* Text section:

########################################

Marsupilami first appeared in the Jan. 31, 1952 issue of Spirou, which is also the title where Buck Danny and Lucky Luke got their starts. He was created by cartoonist André Franquin, whose creations also include Gaston, which has seldom appeared in America. "Marsupilami" was both the personal name and that of the species of the creature with the incredibly long prehensile tail, which the series was about. For several years he was the only beast of his kind ever encountered by civilized people just like Popeye's Eugene the Jeep, whom Franquin is known to have enjoyed.
Marsupilami was originally an incidental character in stories about an adventurer with the same name as the comic book. Spirou was adventuring in a South American country called Palombia with his friend Fantasio, who needed a marsupilami (which, despite the way the name sounds, is more like a primate than a marsupial0 to claim an inheritance (which turned out to be worthless). The only one they saw accompanied them home and stayed to became a supporting character. He proved so popular that by 1957, he starred in a story of his own, "Le Marsupilami descend sur la Ville" ("Marsupilami Goes to Town", no relation).

########################################

* Study material:
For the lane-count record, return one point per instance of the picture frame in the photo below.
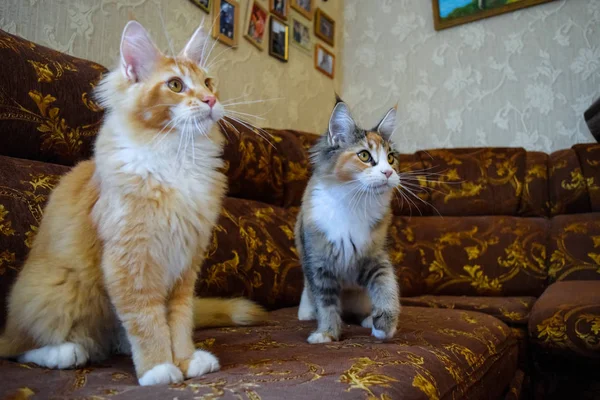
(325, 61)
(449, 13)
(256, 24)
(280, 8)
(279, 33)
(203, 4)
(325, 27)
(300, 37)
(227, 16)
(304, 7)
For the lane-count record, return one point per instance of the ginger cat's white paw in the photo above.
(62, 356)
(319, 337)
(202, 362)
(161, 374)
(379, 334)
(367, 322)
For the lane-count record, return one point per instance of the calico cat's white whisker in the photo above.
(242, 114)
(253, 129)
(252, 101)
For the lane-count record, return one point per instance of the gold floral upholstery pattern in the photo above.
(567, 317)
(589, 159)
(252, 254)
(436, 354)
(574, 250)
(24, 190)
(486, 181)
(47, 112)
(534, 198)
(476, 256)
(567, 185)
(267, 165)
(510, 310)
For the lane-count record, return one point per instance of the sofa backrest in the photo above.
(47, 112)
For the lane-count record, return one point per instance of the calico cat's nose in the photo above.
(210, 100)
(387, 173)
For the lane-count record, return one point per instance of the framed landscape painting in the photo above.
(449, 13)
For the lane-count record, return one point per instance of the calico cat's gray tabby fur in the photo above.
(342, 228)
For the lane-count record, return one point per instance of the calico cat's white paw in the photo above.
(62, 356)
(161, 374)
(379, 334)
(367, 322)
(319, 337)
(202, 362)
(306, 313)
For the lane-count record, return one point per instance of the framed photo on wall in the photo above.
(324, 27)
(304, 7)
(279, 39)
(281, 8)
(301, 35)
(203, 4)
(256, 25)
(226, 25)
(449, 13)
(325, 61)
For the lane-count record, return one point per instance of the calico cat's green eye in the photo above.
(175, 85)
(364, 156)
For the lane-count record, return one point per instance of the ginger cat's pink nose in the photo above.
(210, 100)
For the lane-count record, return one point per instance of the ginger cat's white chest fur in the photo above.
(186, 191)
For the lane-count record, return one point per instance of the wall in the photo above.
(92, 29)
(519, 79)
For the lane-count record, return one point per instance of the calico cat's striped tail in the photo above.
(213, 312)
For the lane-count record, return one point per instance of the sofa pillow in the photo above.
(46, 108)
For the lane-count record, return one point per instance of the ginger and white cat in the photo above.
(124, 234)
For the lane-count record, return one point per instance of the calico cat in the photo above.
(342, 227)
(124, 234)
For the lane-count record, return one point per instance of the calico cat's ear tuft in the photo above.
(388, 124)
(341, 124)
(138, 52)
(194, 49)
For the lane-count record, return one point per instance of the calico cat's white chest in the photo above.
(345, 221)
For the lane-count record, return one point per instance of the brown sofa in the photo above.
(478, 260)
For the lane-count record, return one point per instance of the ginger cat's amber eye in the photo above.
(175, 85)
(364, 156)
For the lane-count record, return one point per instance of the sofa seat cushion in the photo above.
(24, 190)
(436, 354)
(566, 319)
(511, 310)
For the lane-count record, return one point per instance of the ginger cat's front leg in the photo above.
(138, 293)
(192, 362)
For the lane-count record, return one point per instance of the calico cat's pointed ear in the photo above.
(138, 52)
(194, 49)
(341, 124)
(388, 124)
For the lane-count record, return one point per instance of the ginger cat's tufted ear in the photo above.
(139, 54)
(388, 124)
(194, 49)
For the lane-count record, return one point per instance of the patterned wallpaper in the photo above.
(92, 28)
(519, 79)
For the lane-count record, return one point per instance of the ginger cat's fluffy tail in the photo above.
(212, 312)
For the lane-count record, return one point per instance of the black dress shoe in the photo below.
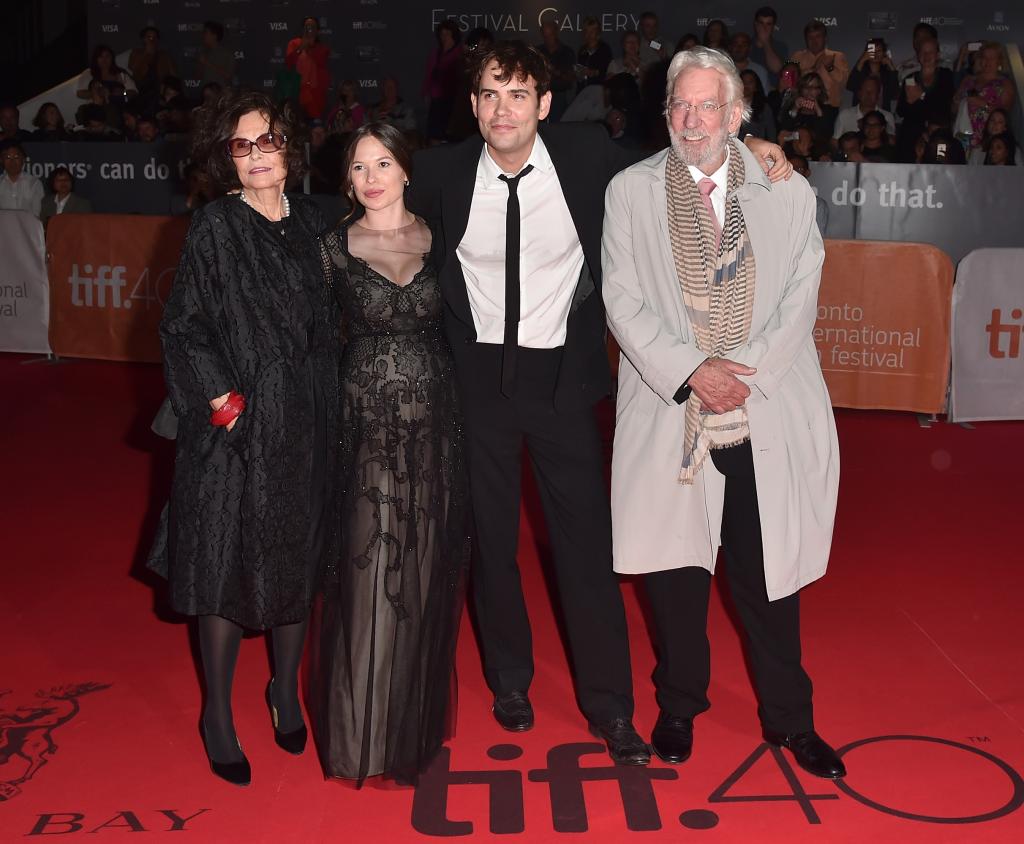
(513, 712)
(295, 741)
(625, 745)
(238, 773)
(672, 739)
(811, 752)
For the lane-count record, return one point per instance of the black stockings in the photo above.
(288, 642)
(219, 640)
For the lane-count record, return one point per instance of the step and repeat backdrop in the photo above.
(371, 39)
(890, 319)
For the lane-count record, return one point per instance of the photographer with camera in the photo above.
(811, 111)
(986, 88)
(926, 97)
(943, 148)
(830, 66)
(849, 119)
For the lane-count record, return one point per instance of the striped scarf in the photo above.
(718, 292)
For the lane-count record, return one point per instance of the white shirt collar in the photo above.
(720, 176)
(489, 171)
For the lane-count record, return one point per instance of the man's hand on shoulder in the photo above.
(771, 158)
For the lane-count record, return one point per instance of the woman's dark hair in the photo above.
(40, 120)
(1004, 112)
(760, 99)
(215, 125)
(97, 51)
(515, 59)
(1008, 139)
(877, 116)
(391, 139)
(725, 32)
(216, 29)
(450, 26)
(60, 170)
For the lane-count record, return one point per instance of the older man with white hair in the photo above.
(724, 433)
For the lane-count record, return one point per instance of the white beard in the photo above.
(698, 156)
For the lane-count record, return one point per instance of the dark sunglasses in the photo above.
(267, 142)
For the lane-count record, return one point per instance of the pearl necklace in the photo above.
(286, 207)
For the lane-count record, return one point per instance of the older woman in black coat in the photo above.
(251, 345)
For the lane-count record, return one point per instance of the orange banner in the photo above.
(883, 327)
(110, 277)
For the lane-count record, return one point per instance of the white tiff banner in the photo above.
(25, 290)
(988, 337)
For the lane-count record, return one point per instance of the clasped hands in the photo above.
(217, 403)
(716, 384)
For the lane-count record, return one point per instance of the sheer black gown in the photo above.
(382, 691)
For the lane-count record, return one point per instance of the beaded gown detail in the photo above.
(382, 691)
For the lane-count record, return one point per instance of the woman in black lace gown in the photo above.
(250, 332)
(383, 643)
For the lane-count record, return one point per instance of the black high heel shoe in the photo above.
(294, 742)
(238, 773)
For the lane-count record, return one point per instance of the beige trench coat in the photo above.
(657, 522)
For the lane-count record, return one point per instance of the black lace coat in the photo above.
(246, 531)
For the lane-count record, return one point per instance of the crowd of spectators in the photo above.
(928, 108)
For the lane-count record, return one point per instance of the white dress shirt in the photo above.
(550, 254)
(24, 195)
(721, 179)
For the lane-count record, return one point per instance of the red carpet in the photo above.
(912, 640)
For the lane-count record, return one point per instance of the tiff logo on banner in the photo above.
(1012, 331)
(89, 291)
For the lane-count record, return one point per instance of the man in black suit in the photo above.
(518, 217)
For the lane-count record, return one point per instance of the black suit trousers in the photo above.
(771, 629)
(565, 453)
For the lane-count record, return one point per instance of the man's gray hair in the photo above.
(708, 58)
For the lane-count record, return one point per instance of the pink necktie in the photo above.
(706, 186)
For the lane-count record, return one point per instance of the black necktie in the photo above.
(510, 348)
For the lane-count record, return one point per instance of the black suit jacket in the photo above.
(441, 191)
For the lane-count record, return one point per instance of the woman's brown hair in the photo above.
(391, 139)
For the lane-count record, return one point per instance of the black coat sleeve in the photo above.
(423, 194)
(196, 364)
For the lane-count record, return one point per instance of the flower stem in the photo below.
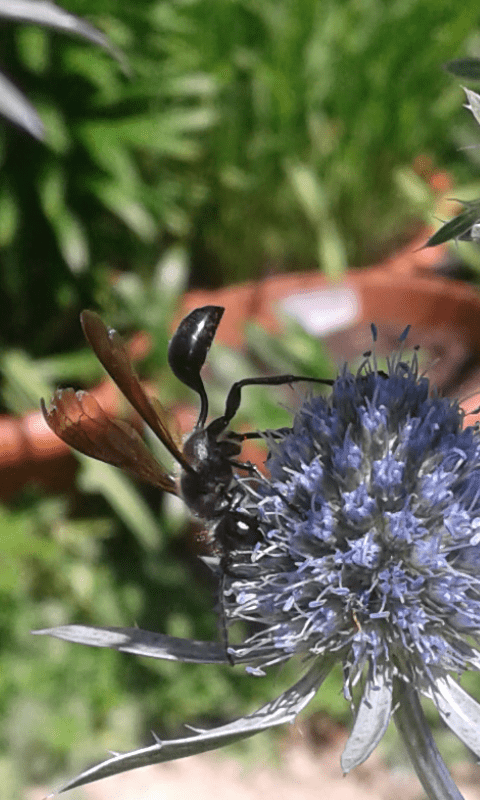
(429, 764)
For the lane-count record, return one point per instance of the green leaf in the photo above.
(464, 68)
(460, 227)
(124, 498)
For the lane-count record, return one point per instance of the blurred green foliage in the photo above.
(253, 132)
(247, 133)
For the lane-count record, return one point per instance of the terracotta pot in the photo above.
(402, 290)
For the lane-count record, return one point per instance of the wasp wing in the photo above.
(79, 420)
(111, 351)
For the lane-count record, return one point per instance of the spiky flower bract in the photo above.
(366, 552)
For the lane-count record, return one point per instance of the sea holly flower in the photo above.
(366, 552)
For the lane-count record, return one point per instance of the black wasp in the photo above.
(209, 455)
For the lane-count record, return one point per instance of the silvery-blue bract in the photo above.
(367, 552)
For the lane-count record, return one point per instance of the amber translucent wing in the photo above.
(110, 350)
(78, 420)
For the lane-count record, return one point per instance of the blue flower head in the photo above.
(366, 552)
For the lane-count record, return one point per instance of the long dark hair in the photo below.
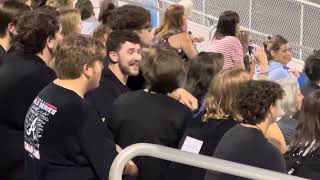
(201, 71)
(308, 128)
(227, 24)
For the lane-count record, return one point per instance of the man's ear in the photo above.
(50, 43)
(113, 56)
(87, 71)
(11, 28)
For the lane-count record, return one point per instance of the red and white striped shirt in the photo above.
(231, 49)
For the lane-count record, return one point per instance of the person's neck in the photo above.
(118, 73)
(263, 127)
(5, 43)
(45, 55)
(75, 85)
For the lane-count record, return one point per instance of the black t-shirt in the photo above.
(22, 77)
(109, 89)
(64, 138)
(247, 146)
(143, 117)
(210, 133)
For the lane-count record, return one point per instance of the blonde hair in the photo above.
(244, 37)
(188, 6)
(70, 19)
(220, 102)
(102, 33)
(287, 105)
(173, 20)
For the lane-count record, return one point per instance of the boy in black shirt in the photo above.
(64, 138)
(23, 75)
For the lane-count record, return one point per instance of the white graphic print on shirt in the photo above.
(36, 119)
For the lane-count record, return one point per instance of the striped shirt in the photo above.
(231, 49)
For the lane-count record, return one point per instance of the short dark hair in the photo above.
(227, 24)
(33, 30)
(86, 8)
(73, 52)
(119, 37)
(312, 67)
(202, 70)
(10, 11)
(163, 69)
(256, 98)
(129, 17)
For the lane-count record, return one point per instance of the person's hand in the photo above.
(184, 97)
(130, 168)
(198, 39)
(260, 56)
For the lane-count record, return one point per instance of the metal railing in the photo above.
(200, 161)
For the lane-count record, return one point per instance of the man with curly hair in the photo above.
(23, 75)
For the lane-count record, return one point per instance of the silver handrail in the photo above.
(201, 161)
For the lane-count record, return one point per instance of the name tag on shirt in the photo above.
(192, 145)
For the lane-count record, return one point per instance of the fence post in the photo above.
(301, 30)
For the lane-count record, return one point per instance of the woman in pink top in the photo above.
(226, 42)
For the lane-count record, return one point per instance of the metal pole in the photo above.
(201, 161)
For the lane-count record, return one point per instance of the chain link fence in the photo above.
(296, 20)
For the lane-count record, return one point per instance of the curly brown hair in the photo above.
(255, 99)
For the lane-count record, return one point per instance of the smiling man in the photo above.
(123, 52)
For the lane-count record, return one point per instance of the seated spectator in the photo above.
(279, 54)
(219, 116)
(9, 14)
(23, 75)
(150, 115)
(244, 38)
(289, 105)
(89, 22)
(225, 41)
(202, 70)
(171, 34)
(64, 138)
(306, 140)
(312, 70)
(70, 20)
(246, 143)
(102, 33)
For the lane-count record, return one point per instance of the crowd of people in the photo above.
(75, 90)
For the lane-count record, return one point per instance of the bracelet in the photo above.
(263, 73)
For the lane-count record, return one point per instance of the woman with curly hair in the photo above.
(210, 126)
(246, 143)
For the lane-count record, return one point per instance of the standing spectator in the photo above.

########################################

* Tasks and exercises:
- a) Update the Marsupilami text above: write out the part that opens with the words containing "Marsupilami first appeared" and closes with "to have enjoyed.", replacing "civilized people" with "humans".
- b) Turn the paragraph of the Marsupilami text that begins "Marsupilami first appeared in" into a short list that keeps its main facts.
- c) Using the Marsupilami text, decide whether each statement agrees with it. Answer yes or no for each, and quote the words that decide it.
(i) André Franquin created Marsupilami.
(ii) The inheritance Fantasio wanted to claim proved valuable.
(iii) By 1957, Marsupilami starred in a story of his own.

* Solutions to the exercise:
- a)
Marsupilami first appeared in the Jan. 31, 1952 issue of Spirou, which is also the title where Buck Danny and Lucky Luke got their starts. He was created by cartoonist André Franquin, whose creations also include Gaston, which has seldom appeared in America. "Marsupilami" was both the personal name and that of the species of the creature with the incredibly long prehensile tail, which the series was about. For several years he was the only beast of his kind ever encountered by humans just like Popeye's Eugene the Jeep, whom Franquin is known to have enjoyed.

- b)
- Marsupilami first appeared in the Jan. 31, 1952 issue of Spirou, where Buck Danny and Lucky Luke also began.
- Cartoonist André Franquin created him. Franquin also created Gaston, which has seldom appeared in America.
- "Marsupilami" was both the creature's personal name and the name of its species. The creature had an incredibly long prehensile tail.
- For several years he was the only one of his kind that civilized people had ever encountered, like Popeye's Eugene the Jeep.

- c)
(i) Yes: "He was created by cartoonist André Franquin"
(ii) No: "which turned out to be worthless"
(iii) Yes: "by 1957, he starred in a story of his own"